* Start Selected text *
About a year ago a huge collection of degenerate art was found in Munich. Many of the artworks were what the Nazi party deemed 'degenerate' and harmful to society. This remarkable story has been covered by the BBC in a new Imagine documentary; the programme tells the story of Cornelius Gurlitt, and elderly recluse who had the art stored in his attic.
The story behind degenerate art is really quite interesting. Four years after the Nazis came into power they hosted two parallel exhibitions: The Great German Art Exhibition that showed works Hitler approved of, and another down the road consisting of more modern, 'degenerate' art. Though the definition was a little vague, Hitler used the term 'degenerate' to describe art that he believed insulted Germany, represented little or no moralistic value and showed little respect for artistry.
The exhibition was framed to induce a negative reaction towards modernism. Paintings were hung askew and hired actors mingled in the crowds, spreading insidious criticisms.
'It is not the mission of art,' the Führer proclaimed to the assembled crowd in September 1935, 'to wallow in filth for filth's sake, to paint the human being only in a state of putrefaction, to draw cretins as symbols of motherhood, or to present deformed idiots as representatives of manly strength.'
However, the exhibition garnered over three times more attendees than the official sanctioned one up the road.
Paul Klee was one of the larger names at this exhibition, having already enjoyed a prolific career up to this point. Sadly, in the wake of the Degenerate Art Exhibition he had 102 works seized by the Nazi party.
* End Selected text *
→ Directives
(a) Swap "hired actors" for "paid actors" and rewrite the degenerate art passage, starting at "The exhibition was" and ending at "up the road.".
(b) Does the degenerate art text agree with each statement? Answer yes or no for each and quote the deciding words. (i) The Great German Art Exhibition showed works Hitler approved of. (ii) The degenerate art exhibition drew fewer visitors than the official one. (iii) Paul Klee had 102 works seized.
(c) According to the Führer's words quoted in the degenerate art text, what are all the things that are not the mission of art?
The data that follows is separate material from the degenerate art text.
* Start Supplied information *
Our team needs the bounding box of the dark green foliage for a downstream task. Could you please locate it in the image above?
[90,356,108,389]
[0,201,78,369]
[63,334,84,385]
* End Supplied information *
→ Set of answers
(a)
The exhibition was framed to induce a negative reaction towards modernism. Paintings were hung askew and paid actors mingled in the crowds, spreading insidious criticisms.
'It is not the mission of art,' the Führer proclaimed to the assembled crowd in September 1935, 'to wallow in filth for filth's sake, to paint the human being only in a state of putrefaction, to draw cretins as symbols of motherhood, or to present deformed idiots as representatives of manly strength.'
However, the exhibition garnered over three times more attendees than the official sanctioned one up the road.

(b)
(i) Yes: "The Great German Art Exhibition that showed works Hitler approved of"
(ii) No: "the exhibition garnered over three times more attendees than the official sanctioned one up the road"
(iii) Yes: "he had 102 works seized by the Nazi party"

(c)
- to wallow in filth for filth's sake
- to paint the human being only in a state of putrefaction
- to draw cretins as symbols of motherhood
- to present deformed idiots as representatives of manly strength